**** SELECTED PASSAGE
Dev GuideAPI Reference
Dev GuideAPI ReferenceUser GuideProduct feedbackGitHubNuGetDev CommunitySubmit a ticketLog In

Enriched Events Export

📘

Note

Check if this feature is available for your plan by reviewing Optimizely Plans.

Enriched Events Export gives you secure access to your Optimizely event data so you can analyze your experiment results with greater flexibility. The export includes a useful combination of events attributes:

  • Raw metadata (event name, user IDs, etc) that you pass to Optimizely, without additional processing
  • Enriched metadata that Optimizely adds such as experiment ID, variation ID, and session ID

For more information, see Data Specification.

Use Cases

Optimizely's Results Page helps you understand the performance of your hypothesis with your experiment metrics. So why would you want to export event data to use outside of the Results page? Here are several use cases:

QA or troubleshoot Optimizely’s results:

  • Get accuracy assurance or troubleshoot event counts
  • Audit the events (including impressions) you sent to Optimizely

Calculate your own metrics from Optimizely's experiment data:

  • Analyze experiment data via SQL or other data querying methods
  • Create experiment data dashboards using third-party visualization tools
  • Compute advanced metrics such as funnel metrics (this event THEN that event) or compound metrics (this event AND that event) to extend your measurement strategies.

Combine Optimizely experiment data with outside data:

  • Centralize data management by copying source-of-truth experiment data to a third-party data warehouse
  • Join experiment data with other data sources to measure impact on a wider range of external metrics

Enable the development of applications on top of experiment data (e.g experiment notifications)
********
■ **REQUIRED TASK A**: Which pieces of enriched metadata does Optimizely add, according to the Enriched Events Export page? List each one.
**** RECORDS TO USE
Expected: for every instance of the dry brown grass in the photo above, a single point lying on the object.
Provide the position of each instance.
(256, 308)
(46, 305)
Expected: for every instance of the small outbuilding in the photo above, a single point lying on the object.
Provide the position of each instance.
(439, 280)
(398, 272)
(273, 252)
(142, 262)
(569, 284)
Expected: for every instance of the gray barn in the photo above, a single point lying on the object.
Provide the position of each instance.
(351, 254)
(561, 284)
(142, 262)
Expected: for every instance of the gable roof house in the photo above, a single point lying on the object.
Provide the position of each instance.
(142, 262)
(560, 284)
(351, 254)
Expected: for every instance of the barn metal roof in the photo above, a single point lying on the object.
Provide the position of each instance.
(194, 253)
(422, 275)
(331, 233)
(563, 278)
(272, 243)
********
■ **REQUIRED TASK B**: Please reproduce everything in the listing from the line containing "Expected: for every instance of the gray" down to the end of the listing, both ends included.

■ **FULL SOLUTION A**:
- experiment ID
- variation ID
- session ID

■ **FULL SOLUTION B**:
Expected: for every instance of the gray barn in the photo above, a single point lying on the object.
Provide the position of each instance.
(351, 254)
(561, 284)
(142, 262)
Expected: for every instance of the gable roof house in the photo above, a single point lying on the object.
Provide the position of each instance.
(142, 262)
(560, 284)
(351, 254)
Expected: for every instance of the barn metal roof in the photo above, a single point lying on the object.
Provide the position of each instance.
(194, 253)
(422, 275)
(331, 233)
(563, 278)
(272, 243)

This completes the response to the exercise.